• Dataset:

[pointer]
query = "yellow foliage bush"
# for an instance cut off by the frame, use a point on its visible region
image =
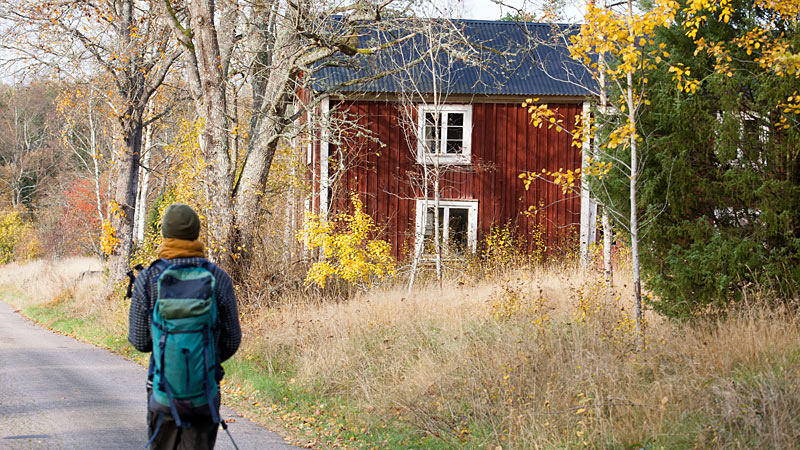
(349, 252)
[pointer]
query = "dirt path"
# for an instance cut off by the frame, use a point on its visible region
(58, 393)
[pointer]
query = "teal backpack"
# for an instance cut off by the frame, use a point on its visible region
(185, 365)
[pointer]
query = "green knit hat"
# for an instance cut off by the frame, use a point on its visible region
(180, 222)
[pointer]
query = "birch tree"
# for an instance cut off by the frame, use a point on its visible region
(622, 36)
(77, 39)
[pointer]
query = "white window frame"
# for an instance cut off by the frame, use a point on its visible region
(441, 156)
(472, 220)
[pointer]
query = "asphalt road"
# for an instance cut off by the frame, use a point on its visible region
(58, 393)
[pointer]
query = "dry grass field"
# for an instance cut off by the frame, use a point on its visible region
(534, 358)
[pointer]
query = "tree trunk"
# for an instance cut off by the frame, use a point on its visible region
(221, 222)
(608, 236)
(125, 196)
(637, 287)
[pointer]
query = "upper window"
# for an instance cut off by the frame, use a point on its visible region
(445, 134)
(457, 225)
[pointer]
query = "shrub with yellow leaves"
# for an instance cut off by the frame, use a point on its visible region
(350, 253)
(12, 227)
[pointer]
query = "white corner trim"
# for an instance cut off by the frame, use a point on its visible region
(587, 220)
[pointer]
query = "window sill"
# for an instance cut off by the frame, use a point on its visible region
(446, 160)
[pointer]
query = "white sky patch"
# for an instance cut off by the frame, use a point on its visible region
(490, 10)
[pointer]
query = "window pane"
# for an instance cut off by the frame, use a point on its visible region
(455, 139)
(457, 230)
(454, 147)
(429, 247)
(432, 132)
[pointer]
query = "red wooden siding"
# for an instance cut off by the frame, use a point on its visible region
(504, 144)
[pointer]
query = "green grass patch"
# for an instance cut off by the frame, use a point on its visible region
(318, 419)
(269, 394)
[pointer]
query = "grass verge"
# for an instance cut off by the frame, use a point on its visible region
(539, 359)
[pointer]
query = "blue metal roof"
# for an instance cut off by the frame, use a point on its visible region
(477, 58)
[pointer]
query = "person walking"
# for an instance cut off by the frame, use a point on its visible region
(183, 310)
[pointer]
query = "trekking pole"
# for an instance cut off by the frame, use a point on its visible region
(225, 427)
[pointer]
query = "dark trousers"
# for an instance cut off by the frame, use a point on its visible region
(200, 434)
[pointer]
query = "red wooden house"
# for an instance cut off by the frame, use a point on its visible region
(477, 137)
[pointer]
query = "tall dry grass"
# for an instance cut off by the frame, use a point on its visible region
(534, 358)
(75, 284)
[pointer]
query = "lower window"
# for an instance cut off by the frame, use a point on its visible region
(458, 228)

• Description of the task: Repeat the material above verbatim, with no pictures in the output.

• Full answer:
[pointer]
query = "yellow foliage bush"
# for an instance cut off by the frame, use a point on its visible region
image =
(349, 252)
[pointer]
query = "dirt path"
# for an instance cut off by the frame, use a point on its visible region
(58, 393)
[pointer]
query = "teal backpack"
# for an instance cut off by the frame, use a point on its visible region
(185, 365)
[pointer]
query = "green knit hat"
# for an instance cut off by the frame, use a point on its visible region
(180, 222)
[pointer]
query = "birch tree"
# for an instance cut off by the frame, use a point on its visible region
(622, 36)
(77, 39)
[pointer]
query = "white window frame"
# for an instance cut off by the frame, use a point on its visible region
(441, 156)
(472, 220)
[pointer]
query = "asphalt road"
# for an instance cut off by the frame, use a point on its visible region
(58, 393)
[pointer]
query = "dry grass field"
# for an instance cut off by the frame, use a point on its visible region
(534, 358)
[pointer]
query = "tree trunk"
# for an instance cut off by the frame, use a point on its visible region
(221, 222)
(608, 236)
(125, 196)
(637, 287)
[pointer]
query = "upper window"
# for an instance cut off by the frame, use a point on its visible region
(445, 134)
(457, 225)
[pointer]
query = "shrub with yellow leaves"
# for an instance cut off by the frame, use a point on its visible region
(350, 253)
(12, 227)
[pointer]
query = "white corner trim"
# for an instance cut off by the frame, use a point on its visible region
(587, 220)
[pointer]
query = "window sill"
# for an instance cut off by the frame, use a point on its visible region
(446, 160)
[pointer]
query = "white sky patch"
# for an instance cut off by the frame, use a point on its visible region
(490, 10)
[pointer]
query = "window pane"
# for an instance cut off by the frame, use a point on its visible region
(455, 139)
(457, 230)
(454, 147)
(429, 247)
(432, 132)
[pointer]
query = "red wooden siding"
# for an instance cut off by the frame, use a point on its visible region
(504, 144)
[pointer]
query = "green grass patch"
# for an instance cut off by the frame, use a point on its visible region
(318, 419)
(269, 394)
[pointer]
query = "grass verge"
# for an instance cut off by the frame, use a point on its visible region
(539, 359)
[pointer]
query = "blue metal roof"
# for an instance cut off by the frame, use a point on its visible region
(477, 58)
[pointer]
query = "person walking"
# for an instance cut off by the frame, use a point on its visible region
(183, 310)
[pointer]
query = "trekking pole"
# for an instance cut off by the frame, use a point on its visible region
(225, 427)
[pointer]
query = "dark trousers"
# for an instance cut off by the frame, use a point on its visible region
(200, 434)
[pointer]
query = "red wooden house"
# for an instance cut off by the frame, use a point on its visible region
(477, 137)
[pointer]
query = "tall dry grass"
# for an instance cut off by the frame, use a point on its visible region
(534, 358)
(75, 284)
[pointer]
query = "lower window"
# for an instance cut off by the frame, use a point on its visible region
(458, 228)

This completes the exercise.